** TASK **
Please state how many lines of the records below contain the word "green". Give only the number.

Image region labeling entries:
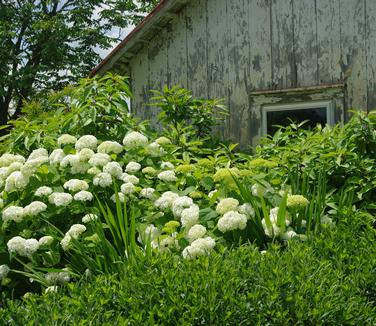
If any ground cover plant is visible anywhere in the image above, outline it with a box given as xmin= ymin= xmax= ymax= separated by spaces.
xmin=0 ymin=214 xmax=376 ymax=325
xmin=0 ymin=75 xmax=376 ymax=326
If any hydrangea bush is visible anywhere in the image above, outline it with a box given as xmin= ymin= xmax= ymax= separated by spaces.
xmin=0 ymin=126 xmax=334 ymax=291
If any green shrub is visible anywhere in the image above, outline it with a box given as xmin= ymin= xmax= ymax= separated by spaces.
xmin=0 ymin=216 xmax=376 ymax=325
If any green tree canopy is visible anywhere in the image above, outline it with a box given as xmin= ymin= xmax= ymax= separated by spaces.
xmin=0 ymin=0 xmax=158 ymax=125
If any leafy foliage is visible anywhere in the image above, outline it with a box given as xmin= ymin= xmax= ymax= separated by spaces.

** THE OUTPUT **
2